#### Given instruction:
Give back, unchanged, everything from the line that contains "Which region of this screenshot contains the bird" down to the line that contains "[722,12,739,251]", both of those lines included.

(Dataset records)
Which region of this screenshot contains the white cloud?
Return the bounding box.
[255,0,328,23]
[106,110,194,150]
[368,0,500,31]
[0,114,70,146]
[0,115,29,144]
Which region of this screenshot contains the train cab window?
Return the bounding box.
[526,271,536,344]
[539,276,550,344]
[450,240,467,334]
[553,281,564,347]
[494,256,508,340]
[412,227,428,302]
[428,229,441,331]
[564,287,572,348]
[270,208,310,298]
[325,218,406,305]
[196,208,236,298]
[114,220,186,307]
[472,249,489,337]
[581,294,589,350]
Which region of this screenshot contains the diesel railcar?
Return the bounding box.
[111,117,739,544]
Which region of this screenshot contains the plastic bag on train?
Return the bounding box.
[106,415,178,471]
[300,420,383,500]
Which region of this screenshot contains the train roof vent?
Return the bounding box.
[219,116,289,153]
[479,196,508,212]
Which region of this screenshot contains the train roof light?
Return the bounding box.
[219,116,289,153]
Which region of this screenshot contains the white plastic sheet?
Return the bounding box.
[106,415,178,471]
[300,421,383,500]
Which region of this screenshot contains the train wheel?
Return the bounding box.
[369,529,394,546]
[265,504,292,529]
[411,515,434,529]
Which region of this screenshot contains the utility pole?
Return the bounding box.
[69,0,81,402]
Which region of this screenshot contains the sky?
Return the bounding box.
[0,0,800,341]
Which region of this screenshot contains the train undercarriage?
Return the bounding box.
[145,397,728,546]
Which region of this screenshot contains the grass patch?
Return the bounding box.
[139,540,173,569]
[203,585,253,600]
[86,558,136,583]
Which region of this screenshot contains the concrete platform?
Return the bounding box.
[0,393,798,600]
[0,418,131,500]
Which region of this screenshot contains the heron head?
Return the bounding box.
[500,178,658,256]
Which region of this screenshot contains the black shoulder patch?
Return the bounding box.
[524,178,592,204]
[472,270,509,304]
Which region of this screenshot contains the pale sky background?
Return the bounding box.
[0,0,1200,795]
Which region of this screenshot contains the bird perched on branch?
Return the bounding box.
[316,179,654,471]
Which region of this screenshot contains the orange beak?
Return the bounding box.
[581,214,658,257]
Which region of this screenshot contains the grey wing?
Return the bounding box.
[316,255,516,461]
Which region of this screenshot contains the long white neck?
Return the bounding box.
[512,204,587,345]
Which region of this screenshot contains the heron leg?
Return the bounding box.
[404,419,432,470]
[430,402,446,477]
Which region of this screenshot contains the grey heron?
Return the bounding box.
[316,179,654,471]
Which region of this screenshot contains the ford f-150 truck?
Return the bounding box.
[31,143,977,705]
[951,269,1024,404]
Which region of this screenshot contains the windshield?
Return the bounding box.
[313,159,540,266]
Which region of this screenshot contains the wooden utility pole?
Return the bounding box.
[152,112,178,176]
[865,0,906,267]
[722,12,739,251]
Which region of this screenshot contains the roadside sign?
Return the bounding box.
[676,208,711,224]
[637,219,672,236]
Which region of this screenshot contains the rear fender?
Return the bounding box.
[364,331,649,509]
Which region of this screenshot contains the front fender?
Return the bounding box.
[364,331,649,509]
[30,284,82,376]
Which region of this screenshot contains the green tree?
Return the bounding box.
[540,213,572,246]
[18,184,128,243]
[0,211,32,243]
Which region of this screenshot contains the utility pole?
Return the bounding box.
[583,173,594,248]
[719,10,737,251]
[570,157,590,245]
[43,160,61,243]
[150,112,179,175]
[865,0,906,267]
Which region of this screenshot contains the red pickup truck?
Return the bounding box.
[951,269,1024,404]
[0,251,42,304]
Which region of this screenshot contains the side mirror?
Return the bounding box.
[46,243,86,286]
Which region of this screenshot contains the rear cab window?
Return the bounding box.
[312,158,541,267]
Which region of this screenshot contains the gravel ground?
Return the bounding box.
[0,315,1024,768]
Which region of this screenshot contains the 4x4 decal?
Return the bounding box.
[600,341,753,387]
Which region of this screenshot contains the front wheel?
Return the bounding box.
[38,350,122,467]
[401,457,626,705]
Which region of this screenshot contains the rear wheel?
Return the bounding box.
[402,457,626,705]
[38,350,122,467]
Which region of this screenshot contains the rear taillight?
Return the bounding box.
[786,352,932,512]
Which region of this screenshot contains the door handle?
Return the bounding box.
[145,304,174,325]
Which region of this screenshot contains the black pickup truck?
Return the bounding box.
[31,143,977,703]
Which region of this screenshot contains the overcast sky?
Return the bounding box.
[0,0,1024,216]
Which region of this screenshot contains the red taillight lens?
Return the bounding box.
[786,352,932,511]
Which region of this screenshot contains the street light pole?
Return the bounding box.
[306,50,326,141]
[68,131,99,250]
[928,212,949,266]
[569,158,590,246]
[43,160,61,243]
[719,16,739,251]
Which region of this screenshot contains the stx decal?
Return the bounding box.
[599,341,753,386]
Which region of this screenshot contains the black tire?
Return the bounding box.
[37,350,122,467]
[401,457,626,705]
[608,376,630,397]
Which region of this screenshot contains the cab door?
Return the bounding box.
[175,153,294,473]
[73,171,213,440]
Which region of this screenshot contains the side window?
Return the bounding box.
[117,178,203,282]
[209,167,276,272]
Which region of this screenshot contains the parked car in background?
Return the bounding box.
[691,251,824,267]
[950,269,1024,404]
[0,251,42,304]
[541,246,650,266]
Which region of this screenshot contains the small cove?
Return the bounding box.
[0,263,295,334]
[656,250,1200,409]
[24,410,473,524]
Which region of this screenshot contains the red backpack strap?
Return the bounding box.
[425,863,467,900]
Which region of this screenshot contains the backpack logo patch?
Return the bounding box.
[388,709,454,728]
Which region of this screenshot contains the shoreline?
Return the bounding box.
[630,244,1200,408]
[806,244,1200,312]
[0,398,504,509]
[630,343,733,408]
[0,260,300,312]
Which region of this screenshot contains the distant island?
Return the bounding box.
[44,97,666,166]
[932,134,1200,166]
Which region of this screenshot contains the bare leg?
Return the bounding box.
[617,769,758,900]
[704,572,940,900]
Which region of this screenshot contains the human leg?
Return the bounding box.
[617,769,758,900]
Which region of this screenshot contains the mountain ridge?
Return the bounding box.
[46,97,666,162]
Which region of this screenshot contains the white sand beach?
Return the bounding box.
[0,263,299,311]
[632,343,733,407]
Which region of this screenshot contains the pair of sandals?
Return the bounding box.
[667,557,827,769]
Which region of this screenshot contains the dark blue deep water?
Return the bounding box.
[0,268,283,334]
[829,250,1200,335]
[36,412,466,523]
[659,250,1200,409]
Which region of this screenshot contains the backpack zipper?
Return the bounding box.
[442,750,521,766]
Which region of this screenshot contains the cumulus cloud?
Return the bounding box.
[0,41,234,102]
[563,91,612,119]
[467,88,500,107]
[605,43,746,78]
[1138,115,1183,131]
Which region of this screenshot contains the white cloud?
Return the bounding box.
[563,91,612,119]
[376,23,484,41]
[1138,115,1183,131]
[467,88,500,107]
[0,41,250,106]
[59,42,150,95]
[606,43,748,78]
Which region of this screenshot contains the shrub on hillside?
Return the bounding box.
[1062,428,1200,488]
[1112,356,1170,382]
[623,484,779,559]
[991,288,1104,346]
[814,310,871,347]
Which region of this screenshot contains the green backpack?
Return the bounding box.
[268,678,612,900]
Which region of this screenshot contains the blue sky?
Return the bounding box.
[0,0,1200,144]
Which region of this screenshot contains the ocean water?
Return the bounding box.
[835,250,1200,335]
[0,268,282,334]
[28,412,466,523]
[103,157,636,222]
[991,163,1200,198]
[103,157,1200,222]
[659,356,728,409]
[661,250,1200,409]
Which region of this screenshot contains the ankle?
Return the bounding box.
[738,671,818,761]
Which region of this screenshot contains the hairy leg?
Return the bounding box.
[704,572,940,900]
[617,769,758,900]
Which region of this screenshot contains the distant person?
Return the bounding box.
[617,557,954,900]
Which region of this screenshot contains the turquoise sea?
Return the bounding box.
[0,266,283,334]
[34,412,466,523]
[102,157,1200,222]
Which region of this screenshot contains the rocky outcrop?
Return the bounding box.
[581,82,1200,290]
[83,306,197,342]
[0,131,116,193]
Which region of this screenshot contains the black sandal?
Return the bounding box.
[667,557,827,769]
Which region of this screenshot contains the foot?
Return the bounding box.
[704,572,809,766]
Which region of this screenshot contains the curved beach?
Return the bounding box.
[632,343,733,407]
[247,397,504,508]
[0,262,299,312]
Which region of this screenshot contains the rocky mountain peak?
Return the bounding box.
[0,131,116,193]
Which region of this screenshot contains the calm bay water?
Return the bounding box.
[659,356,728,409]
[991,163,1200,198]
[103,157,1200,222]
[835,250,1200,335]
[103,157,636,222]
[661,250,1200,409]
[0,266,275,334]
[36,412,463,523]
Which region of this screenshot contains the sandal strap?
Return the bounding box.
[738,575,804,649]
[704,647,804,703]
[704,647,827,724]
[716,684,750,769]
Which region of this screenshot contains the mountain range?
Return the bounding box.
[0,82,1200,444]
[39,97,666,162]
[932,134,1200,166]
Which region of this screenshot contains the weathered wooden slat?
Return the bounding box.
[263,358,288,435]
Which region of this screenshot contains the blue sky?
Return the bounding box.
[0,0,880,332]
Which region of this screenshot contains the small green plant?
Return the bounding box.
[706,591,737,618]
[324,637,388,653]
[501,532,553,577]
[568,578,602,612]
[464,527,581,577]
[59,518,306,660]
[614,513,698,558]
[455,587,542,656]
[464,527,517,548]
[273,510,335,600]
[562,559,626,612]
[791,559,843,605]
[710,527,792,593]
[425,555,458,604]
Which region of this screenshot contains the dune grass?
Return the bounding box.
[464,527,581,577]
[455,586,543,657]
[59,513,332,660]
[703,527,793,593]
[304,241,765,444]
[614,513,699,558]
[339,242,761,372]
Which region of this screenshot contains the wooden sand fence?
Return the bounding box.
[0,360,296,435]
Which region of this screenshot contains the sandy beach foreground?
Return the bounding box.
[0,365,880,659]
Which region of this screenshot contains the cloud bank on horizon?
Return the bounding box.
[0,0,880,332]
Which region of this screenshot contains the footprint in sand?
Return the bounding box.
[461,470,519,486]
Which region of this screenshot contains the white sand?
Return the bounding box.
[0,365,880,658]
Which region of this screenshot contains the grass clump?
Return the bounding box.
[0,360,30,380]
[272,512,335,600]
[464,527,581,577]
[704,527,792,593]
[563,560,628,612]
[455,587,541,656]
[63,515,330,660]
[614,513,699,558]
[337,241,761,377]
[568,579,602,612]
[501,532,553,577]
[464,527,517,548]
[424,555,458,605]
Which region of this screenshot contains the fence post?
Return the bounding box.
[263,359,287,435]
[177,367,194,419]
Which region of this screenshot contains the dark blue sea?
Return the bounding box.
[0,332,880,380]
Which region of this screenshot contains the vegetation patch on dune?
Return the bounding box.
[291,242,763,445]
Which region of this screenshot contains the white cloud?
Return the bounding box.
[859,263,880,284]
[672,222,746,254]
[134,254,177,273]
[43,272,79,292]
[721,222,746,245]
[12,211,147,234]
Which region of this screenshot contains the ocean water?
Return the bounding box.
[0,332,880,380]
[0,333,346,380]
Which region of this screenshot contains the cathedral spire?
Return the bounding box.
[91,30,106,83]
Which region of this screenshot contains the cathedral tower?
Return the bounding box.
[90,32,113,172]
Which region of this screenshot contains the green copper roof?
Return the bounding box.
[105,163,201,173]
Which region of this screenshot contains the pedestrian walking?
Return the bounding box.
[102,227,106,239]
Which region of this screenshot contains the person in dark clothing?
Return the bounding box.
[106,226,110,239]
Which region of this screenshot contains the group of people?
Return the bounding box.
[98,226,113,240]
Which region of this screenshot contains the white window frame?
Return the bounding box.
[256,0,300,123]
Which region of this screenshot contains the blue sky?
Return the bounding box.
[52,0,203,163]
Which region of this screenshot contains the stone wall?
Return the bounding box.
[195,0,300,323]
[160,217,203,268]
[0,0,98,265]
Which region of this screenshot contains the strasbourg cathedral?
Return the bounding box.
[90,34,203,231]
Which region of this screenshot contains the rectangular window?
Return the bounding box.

#### The output:
Which region of this screenshot contains the bird perched on branch?
Return the bounding box.
[316,179,654,471]
Which region of this screenshot contains the orange beak?
Return the bounding box.
[581,214,658,257]
Which region of this screenshot contains the grey wing?
Return the bounding box.
[316,255,516,461]
Which region of this screenshot contains the long white neck?
Return the bounding box.
[512,204,587,345]
Which region of this screenshot contains the heron leg?
Return the bounding box.
[404,419,432,470]
[430,402,446,477]
Which region of this screenshot contains the grey heron?
Return the bounding box.
[316,179,654,471]
Which region of this screenshot contains the ford f-150 truck?
Return the bounding box.
[31,143,977,705]
[951,269,1024,404]
Which region of this screenshot contains the windshield?
Return the bounding box.
[313,159,540,266]
Which region of this screenshot contains the wooden utility pole?
Return the bounding box.
[152,112,178,176]
[865,0,906,267]
[722,12,739,251]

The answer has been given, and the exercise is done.